侵彻作用下负泊松比蜂窝夹芯结构动态响应

With the intensification of war, projectiles pose a serious threat to high-value facilities, and improving the anti penetration performance of various facilities is particularly crucial. Study the anti penetration performance of 3D printed honeycomb sandwich structure through ballistic gun experiments and numerical simulation methods. Compare and analyze the dynamic response of 7 specimens through ballistic impact experiments. The sandwich structure consists of a Q345 steel top plate, a carbon fiber reinforced composite (CFRP) back plate, and an aluminum alloy honeycomb core layer. Three honeycomb core configurations are compared experimentally: foam aluminum, positive hexagon and concave hexagon with Negative Poisson's ratio effect. The results show that compared with the honeycomb sandwich structure with foam aluminum core and positive Poisson's ratio, the honeycomb sandwich structure with Negative Poisson's ratio has lower residual velocity and stronger penetration resistance. The dynamic response process of honeycomb sandwich structure with Negative Poisson's ratio is obtained through numerical simulation. Through parameter analysis, the influence of cell inflection angle, back plate thickness and back plate type on the anti penetration performance of honeycomb sandwich structures with Negative Poisson's ratio is further obtained. The numerical research results indicate that all three factors have a certain impact on the anti penetration performance of honeycomb sandwich structures. The non dominated genetic algorithm is used to optimize the honeycomb sandwich structure with initial Negative Poisson's ratio, and its mass is reduced by 21. 1% under the premise of ensuring the same ballistic limit speed.

### WHAT YOU WILL DO
Copy the whole abstract on how honeycomb sandwich structures resist penetration, word for word from start to finish. The material after this line isn't needed.

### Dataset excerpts

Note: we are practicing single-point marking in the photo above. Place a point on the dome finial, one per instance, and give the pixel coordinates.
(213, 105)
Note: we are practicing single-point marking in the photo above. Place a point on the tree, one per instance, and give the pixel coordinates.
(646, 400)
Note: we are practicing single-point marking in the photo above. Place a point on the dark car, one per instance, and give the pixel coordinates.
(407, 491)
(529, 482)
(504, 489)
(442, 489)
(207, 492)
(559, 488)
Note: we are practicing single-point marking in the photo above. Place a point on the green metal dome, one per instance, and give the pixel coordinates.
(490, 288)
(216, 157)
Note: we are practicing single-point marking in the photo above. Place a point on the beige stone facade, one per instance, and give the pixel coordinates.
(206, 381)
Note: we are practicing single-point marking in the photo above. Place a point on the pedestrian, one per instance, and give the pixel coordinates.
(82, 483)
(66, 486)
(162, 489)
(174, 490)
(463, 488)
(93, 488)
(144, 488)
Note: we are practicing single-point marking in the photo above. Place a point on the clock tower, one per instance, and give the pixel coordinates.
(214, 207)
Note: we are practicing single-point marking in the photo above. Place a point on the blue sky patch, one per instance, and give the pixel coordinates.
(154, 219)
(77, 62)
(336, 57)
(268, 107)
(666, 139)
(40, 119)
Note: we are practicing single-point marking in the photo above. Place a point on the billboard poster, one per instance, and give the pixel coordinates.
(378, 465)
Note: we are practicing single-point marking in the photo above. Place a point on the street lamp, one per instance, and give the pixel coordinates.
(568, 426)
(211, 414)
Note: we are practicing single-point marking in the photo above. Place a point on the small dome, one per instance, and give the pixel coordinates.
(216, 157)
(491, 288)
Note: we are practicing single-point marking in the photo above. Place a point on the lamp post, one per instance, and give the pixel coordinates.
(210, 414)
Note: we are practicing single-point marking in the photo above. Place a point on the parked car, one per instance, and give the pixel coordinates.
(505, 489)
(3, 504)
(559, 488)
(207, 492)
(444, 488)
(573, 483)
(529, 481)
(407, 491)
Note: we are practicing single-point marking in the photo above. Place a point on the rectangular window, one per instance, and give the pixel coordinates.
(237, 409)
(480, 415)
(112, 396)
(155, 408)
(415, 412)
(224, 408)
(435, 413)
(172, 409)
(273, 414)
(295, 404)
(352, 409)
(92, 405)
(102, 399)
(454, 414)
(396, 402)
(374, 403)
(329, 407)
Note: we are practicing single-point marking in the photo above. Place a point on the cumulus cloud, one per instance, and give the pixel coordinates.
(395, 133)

### SOLUTION TO THIS PROBLEM
侵彻作用下负泊松比蜂窝夹芯结构动态响应

With the intensification of war, projectiles pose a serious threat to high-value facilities, and improving the anti penetration performance of various facilities is particularly crucial. Study the anti penetration performance of 3D printed honeycomb sandwich structure through ballistic gun experiments and numerical simulation methods. Compare and analyze the dynamic response of 7 specimens through ballistic impact experiments. The sandwich structure consists of a Q345 steel top plate, a carbon fiber reinforced composite (CFRP) back plate, and an aluminum alloy honeycomb core layer. Three honeycomb core configurations are compared experimentally: foam aluminum, positive hexagon and concave hexagon with Negative Poisson's ratio effect. The results show that compared with the honeycomb sandwich structure with foam aluminum core and positive Poisson's ratio, the honeycomb sandwich structure with Negative Poisson's ratio has lower residual velocity and stronger penetration resistance. The dynamic response process of honeycomb sandwich structure with Negative Poisson's ratio is obtained through numerical simulation. Through parameter analysis, the influence of cell inflection angle, back plate thickness and back plate type on the anti penetration performance of honeycomb sandwich structures with Negative Poisson's ratio is further obtained. The numerical research results indicate that all three factors have a certain impact on the anti penetration performance of honeycomb sandwich structures. The non dominated genetic algorithm is used to optimize the honeycomb sandwich structure with initial Negative Poisson's ratio, and its mass is reduced by 21. 1% under the premise of ensuring the same ballistic limit speed.